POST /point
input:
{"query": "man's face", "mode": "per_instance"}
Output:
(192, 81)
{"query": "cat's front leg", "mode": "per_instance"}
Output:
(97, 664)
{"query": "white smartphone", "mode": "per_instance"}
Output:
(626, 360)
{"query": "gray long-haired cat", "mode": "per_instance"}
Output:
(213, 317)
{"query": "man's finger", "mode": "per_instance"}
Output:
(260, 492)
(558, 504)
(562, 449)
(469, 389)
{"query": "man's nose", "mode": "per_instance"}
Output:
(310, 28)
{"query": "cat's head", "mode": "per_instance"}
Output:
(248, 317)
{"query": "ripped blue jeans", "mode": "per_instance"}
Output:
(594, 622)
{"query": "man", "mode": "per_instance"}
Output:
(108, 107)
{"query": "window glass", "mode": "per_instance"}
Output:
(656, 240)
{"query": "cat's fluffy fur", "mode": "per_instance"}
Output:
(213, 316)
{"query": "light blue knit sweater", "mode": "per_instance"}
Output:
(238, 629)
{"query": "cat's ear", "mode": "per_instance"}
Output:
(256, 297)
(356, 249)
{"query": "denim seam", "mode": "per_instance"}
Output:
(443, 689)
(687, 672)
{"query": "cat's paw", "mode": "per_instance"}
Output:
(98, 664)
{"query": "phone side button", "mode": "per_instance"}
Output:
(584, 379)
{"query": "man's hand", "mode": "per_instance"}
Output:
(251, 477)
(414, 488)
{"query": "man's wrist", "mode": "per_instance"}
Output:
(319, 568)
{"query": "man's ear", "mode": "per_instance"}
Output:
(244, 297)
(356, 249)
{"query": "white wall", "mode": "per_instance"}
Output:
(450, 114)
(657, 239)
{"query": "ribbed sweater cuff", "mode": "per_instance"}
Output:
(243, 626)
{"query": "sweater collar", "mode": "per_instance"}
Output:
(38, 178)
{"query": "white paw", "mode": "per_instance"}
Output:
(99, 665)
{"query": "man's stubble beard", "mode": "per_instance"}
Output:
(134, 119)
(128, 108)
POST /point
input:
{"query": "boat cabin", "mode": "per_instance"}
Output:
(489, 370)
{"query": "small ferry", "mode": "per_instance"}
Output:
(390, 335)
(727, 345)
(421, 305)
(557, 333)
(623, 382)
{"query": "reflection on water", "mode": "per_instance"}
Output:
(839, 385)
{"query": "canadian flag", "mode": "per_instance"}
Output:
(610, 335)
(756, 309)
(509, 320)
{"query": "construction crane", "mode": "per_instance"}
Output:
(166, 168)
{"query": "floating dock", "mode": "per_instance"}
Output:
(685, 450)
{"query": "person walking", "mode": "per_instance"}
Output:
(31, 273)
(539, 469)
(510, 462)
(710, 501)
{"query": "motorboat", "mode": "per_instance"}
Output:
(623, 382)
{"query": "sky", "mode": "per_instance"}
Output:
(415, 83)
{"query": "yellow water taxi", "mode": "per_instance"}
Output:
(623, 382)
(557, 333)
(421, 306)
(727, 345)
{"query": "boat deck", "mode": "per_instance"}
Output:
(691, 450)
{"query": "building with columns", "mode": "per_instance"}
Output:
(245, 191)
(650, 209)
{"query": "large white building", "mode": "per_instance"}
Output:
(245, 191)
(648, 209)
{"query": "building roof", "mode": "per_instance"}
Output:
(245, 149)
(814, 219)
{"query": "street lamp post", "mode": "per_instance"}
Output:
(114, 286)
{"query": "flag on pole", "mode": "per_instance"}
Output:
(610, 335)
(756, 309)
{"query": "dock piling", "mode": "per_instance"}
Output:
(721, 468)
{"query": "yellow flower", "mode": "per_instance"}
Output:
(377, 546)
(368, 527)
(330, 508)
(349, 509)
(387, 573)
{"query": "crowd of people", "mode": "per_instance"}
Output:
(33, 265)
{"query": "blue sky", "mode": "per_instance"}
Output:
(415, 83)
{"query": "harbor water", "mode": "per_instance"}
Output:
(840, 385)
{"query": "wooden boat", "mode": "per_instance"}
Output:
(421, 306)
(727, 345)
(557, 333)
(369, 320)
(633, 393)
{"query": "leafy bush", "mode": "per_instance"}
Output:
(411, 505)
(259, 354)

== GIVEN PROBLEM ==
Return every entry verbatim.

== ANSWER IN FULL ==
POST /point
input:
{"query": "man's face", "mode": "per_instance"}
Output:
(192, 81)
{"query": "cat's front leg", "mode": "per_instance"}
Output:
(97, 664)
{"query": "white smartphone", "mode": "per_instance"}
Output:
(626, 360)
{"query": "gray long-haired cat", "mode": "per_instance"}
Output:
(213, 317)
{"query": "man's finger", "mode": "per_instance"}
Output:
(260, 492)
(558, 504)
(562, 449)
(469, 389)
{"query": "man's nose", "mode": "per_instance"}
Output:
(310, 28)
{"query": "cat's head", "mode": "per_instance"}
Output:
(248, 317)
{"query": "ripped blue jeans", "mode": "per_instance"}
Output:
(594, 622)
{"query": "man", "mode": "per_instance"}
Output:
(108, 107)
{"query": "window glass", "mode": "per_instance"}
Output:
(656, 240)
{"query": "cat's fluffy fur", "mode": "per_instance"}
Output:
(213, 316)
{"query": "light blue knit sweater", "mode": "per_instance"}
Output:
(238, 629)
{"query": "cat's ear", "mode": "per_instance"}
Output:
(256, 297)
(356, 249)
{"query": "denim seam", "mode": "per_instance"}
Output:
(443, 689)
(687, 672)
{"query": "cat's paw", "mode": "per_instance"}
Output:
(98, 664)
{"query": "phone side button", "mode": "per_instance"}
Output:
(584, 379)
{"query": "man's hand", "mode": "per_instance"}
Output:
(251, 477)
(414, 488)
{"query": "man's wrist", "mode": "per_instance"}
Output:
(319, 568)
{"query": "man's ear", "mode": "per_instance"}
Output:
(244, 297)
(356, 249)
{"query": "white wall", "mode": "per_instance"}
Output:
(450, 114)
(657, 239)
{"query": "ribbed sweater cuff", "mode": "per_instance"}
Output:
(243, 626)
{"query": "sweater collar", "mode": "per_instance"}
Output:
(38, 178)
{"query": "white paw", "mode": "per_instance"}
Output:
(99, 665)
{"query": "man's stubble beard", "mode": "per_instance"}
Output:
(134, 119)
(128, 108)
POST /point
input:
{"query": "boat cabin", "mode": "per_instance"}
Output:
(489, 370)
{"query": "small ferry", "mode": "per_instance"}
Output:
(390, 335)
(727, 345)
(421, 305)
(557, 333)
(623, 382)
{"query": "reflection on water", "mode": "per_instance"}
Output:
(839, 385)
{"query": "canadian flag", "mode": "per_instance"}
Output:
(610, 335)
(756, 309)
(509, 320)
{"query": "construction crane", "mode": "per_instance"}
Output:
(166, 168)
{"query": "floating dock", "mode": "per_instance"}
Output:
(685, 450)
{"query": "person walking", "mode": "per_instance"}
Output:
(31, 273)
(539, 469)
(510, 462)
(710, 501)
{"query": "motorboat", "mode": "per_instance"}
Output:
(623, 382)
{"query": "sky", "mode": "per_instance"}
Output:
(415, 83)
{"query": "yellow water taxi", "mode": "per_instance"}
Output:
(623, 382)
(557, 333)
(421, 306)
(727, 345)
{"query": "boat deck", "mode": "per_instance"}
Output:
(691, 450)
{"query": "building with columns", "mode": "per_instance"}
Output:
(245, 191)
(650, 209)
{"query": "large white building", "mode": "per_instance"}
Output:
(245, 191)
(648, 209)
{"query": "building roof", "mode": "per_instance"}
Output:
(245, 149)
(814, 219)
{"query": "street lamp post", "mode": "per_instance"}
Output:
(114, 286)
{"query": "flag on pole", "mode": "per_instance"}
Output:
(610, 335)
(756, 309)
{"query": "dock piling", "mode": "per_instance"}
Output:
(721, 468)
{"query": "yellow flower", "mode": "per_instance"}
Output:
(377, 546)
(368, 527)
(330, 508)
(349, 509)
(387, 573)
{"query": "crowd of people", "mode": "per_instance"}
Output:
(33, 265)
{"query": "blue sky", "mode": "per_instance"}
Output:
(415, 83)
{"query": "harbor water", "mode": "per_instance"}
Output:
(840, 385)
{"query": "wooden boat", "mode": "per_instance"}
Output:
(421, 306)
(727, 345)
(557, 333)
(369, 320)
(633, 393)
{"query": "leafy bush", "mode": "per_instance"}
Output:
(411, 505)
(259, 354)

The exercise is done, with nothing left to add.